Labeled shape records
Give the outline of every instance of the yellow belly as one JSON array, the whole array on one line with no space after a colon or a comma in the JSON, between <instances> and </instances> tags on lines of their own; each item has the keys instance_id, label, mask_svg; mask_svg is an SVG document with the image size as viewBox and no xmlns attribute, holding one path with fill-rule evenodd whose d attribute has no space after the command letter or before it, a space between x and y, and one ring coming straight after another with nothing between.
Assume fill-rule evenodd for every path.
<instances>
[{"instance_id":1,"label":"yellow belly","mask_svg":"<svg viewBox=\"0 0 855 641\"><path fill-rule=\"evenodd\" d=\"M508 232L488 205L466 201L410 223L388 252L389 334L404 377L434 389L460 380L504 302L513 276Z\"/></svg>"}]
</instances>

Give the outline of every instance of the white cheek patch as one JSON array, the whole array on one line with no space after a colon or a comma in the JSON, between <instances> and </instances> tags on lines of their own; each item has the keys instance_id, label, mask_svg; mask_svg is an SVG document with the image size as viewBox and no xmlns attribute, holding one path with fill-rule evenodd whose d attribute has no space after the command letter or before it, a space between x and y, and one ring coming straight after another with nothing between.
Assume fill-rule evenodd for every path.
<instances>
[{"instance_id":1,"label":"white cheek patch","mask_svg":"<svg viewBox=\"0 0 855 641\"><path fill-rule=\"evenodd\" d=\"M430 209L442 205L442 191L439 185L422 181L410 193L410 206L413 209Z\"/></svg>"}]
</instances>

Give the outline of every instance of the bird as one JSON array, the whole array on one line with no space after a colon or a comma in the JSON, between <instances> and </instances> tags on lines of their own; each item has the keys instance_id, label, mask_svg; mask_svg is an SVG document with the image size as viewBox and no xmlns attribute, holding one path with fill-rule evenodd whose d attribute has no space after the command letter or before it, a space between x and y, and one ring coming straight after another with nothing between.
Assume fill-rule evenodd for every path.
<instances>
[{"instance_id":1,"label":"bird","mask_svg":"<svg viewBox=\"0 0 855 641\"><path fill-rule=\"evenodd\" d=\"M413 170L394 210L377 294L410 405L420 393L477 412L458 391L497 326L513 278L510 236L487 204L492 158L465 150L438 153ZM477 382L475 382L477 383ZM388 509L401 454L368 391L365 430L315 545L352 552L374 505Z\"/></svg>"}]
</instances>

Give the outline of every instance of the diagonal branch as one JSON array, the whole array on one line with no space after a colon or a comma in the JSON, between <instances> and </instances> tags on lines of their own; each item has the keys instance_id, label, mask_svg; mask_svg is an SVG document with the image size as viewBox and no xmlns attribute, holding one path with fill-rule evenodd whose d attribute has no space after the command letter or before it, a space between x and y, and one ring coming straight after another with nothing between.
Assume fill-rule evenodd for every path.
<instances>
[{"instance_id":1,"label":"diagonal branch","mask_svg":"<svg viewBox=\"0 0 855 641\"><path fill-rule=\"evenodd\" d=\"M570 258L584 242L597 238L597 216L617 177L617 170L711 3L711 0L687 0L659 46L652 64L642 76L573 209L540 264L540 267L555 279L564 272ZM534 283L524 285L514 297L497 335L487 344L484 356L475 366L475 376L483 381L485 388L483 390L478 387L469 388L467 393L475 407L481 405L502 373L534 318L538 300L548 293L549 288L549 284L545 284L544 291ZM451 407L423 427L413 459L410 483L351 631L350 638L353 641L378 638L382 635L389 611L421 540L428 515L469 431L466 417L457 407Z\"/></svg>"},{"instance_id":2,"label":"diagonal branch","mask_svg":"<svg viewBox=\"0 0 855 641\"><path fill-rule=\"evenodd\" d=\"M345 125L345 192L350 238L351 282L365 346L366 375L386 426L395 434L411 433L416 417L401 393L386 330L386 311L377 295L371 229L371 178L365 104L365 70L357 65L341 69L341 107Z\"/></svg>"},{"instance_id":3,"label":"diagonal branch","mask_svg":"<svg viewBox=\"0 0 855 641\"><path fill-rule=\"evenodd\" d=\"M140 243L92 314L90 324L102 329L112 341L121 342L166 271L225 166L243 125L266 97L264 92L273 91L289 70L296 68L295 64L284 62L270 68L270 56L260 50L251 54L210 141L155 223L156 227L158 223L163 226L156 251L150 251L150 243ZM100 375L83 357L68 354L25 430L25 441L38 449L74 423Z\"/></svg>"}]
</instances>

*YOUR TASK*:
Collect every line above that contains the word "yellow", and copy each one in full.

*EXERCISE ANSWER*:
Give the outline of every instance of the yellow belly as one JSON array, the whole array on one line with no space after a colon or a comma in the JSON, between <instances> and </instances> tags on lines of their own; each item has the keys instance_id, label, mask_svg; mask_svg is an SVG document with the image size as viewBox and no xmlns attribute, holding one path with fill-rule evenodd whose d attribute has no space after the command letter or before it, a space between x and y, and one ring coming straight after another with nothing between.
[{"instance_id":1,"label":"yellow belly","mask_svg":"<svg viewBox=\"0 0 855 641\"><path fill-rule=\"evenodd\" d=\"M508 232L488 205L466 201L410 223L388 252L389 334L404 377L434 389L460 380L504 302L513 276Z\"/></svg>"}]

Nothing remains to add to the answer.